↓↓↓

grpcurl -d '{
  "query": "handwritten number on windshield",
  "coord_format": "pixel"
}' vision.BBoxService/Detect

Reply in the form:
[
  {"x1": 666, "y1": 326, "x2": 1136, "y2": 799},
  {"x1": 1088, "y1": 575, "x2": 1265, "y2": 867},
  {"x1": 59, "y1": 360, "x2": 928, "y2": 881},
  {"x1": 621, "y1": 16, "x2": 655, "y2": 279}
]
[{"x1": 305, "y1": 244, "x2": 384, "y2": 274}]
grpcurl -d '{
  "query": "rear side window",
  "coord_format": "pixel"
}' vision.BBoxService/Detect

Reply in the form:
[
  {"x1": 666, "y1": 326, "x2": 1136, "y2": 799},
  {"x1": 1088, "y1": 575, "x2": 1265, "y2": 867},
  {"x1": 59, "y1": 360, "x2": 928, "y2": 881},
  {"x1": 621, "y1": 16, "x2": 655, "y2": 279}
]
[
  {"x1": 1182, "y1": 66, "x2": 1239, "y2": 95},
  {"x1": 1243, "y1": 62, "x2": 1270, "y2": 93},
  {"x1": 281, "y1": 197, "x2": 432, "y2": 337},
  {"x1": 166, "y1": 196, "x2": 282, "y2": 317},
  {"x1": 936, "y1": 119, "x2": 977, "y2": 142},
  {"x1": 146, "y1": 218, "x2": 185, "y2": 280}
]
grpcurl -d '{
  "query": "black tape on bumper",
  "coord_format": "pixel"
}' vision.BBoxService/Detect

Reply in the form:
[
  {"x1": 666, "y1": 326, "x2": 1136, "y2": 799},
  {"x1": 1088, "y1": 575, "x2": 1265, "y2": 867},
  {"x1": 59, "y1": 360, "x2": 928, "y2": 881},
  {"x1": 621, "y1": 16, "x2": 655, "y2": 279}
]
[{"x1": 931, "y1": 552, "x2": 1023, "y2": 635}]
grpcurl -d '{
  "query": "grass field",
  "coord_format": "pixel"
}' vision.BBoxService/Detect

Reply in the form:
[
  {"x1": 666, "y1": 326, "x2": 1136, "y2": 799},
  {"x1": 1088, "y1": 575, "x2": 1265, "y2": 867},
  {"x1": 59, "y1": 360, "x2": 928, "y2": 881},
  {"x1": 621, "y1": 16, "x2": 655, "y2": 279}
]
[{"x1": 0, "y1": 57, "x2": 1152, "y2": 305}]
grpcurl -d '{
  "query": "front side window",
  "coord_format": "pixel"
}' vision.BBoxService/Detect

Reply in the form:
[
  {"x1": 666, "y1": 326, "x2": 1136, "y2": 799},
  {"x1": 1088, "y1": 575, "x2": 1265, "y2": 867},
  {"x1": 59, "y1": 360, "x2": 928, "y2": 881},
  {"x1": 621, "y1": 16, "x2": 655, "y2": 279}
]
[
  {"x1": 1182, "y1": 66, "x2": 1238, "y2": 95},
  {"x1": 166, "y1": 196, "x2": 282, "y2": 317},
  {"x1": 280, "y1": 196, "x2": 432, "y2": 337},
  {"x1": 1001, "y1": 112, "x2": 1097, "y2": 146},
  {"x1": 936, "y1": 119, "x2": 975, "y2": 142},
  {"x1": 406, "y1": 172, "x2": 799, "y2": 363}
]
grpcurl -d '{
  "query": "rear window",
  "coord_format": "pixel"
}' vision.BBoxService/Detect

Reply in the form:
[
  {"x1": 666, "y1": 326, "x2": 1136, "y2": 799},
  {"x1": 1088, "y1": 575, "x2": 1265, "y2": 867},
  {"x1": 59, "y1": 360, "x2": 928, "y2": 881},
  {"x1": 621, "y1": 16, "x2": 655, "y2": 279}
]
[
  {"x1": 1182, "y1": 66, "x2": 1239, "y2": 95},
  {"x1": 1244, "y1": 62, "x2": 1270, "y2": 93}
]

↑↑↑

WHAT YOU HAVE TO DO: Take the entries above and transcribe them exactly.

PROBLEM SOLUTION:
grpcurl -d '{
  "query": "handwritten number on windshield",
  "coord_format": "pixel"
}' vision.BBoxService/Detect

Reply in the form:
[
  {"x1": 666, "y1": 326, "x2": 1136, "y2": 799},
  {"x1": 1088, "y1": 575, "x2": 1265, "y2": 867},
  {"x1": 59, "y1": 360, "x2": 928, "y2": 881},
  {"x1": 621, "y1": 16, "x2": 655, "y2": 279}
]
[{"x1": 305, "y1": 244, "x2": 384, "y2": 274}]
grpcurl -d '{
  "query": "rear side window",
  "coord_format": "pixel"
}' vision.BBoxService/Detect

Reply in the form:
[
  {"x1": 666, "y1": 326, "x2": 1136, "y2": 799},
  {"x1": 1088, "y1": 575, "x2": 1265, "y2": 867},
  {"x1": 59, "y1": 360, "x2": 928, "y2": 881},
  {"x1": 621, "y1": 16, "x2": 655, "y2": 279}
]
[
  {"x1": 1182, "y1": 66, "x2": 1239, "y2": 95},
  {"x1": 1243, "y1": 62, "x2": 1270, "y2": 93},
  {"x1": 281, "y1": 197, "x2": 432, "y2": 337},
  {"x1": 166, "y1": 196, "x2": 282, "y2": 317},
  {"x1": 936, "y1": 119, "x2": 977, "y2": 142},
  {"x1": 146, "y1": 218, "x2": 185, "y2": 280}
]
grpcurl -d '{
  "query": "black tape on bumper",
  "coord_format": "pixel"
}' vision.BBoxService/Detect

Reply in the form:
[
  {"x1": 666, "y1": 326, "x2": 1136, "y2": 799},
  {"x1": 1088, "y1": 575, "x2": 1265, "y2": 867},
  {"x1": 59, "y1": 360, "x2": 928, "y2": 881},
  {"x1": 621, "y1": 16, "x2": 655, "y2": 279}
]
[{"x1": 931, "y1": 552, "x2": 1023, "y2": 635}]
grpcurl -d '{
  "query": "grass field",
  "coord_format": "pixel"
}' vision.BBoxService/Detect

Reply in the form:
[
  {"x1": 666, "y1": 326, "x2": 1136, "y2": 799},
  {"x1": 1088, "y1": 575, "x2": 1265, "y2": 867},
  {"x1": 59, "y1": 360, "x2": 928, "y2": 881},
  {"x1": 621, "y1": 16, "x2": 655, "y2": 279}
]
[{"x1": 0, "y1": 57, "x2": 1152, "y2": 305}]
grpcurl -d '{
  "query": "front side window",
  "coord_format": "pixel"
}' vision.BBoxService/Detect

Reply in the form:
[
  {"x1": 666, "y1": 326, "x2": 1136, "y2": 799},
  {"x1": 1088, "y1": 575, "x2": 1265, "y2": 867},
  {"x1": 59, "y1": 360, "x2": 928, "y2": 881},
  {"x1": 621, "y1": 16, "x2": 655, "y2": 279}
]
[
  {"x1": 1182, "y1": 66, "x2": 1238, "y2": 95},
  {"x1": 166, "y1": 196, "x2": 282, "y2": 317},
  {"x1": 280, "y1": 196, "x2": 432, "y2": 337},
  {"x1": 1001, "y1": 112, "x2": 1097, "y2": 146},
  {"x1": 936, "y1": 119, "x2": 975, "y2": 142},
  {"x1": 406, "y1": 172, "x2": 799, "y2": 363}
]
grpcurl -d '{
  "query": "rear window",
  "coord_format": "pixel"
}' vision.BBoxService/Detect

Reply in the form:
[
  {"x1": 666, "y1": 326, "x2": 1136, "y2": 799},
  {"x1": 1088, "y1": 575, "x2": 1265, "y2": 867},
  {"x1": 59, "y1": 360, "x2": 928, "y2": 881},
  {"x1": 621, "y1": 16, "x2": 655, "y2": 279}
]
[
  {"x1": 1182, "y1": 66, "x2": 1239, "y2": 95},
  {"x1": 1244, "y1": 62, "x2": 1270, "y2": 93}
]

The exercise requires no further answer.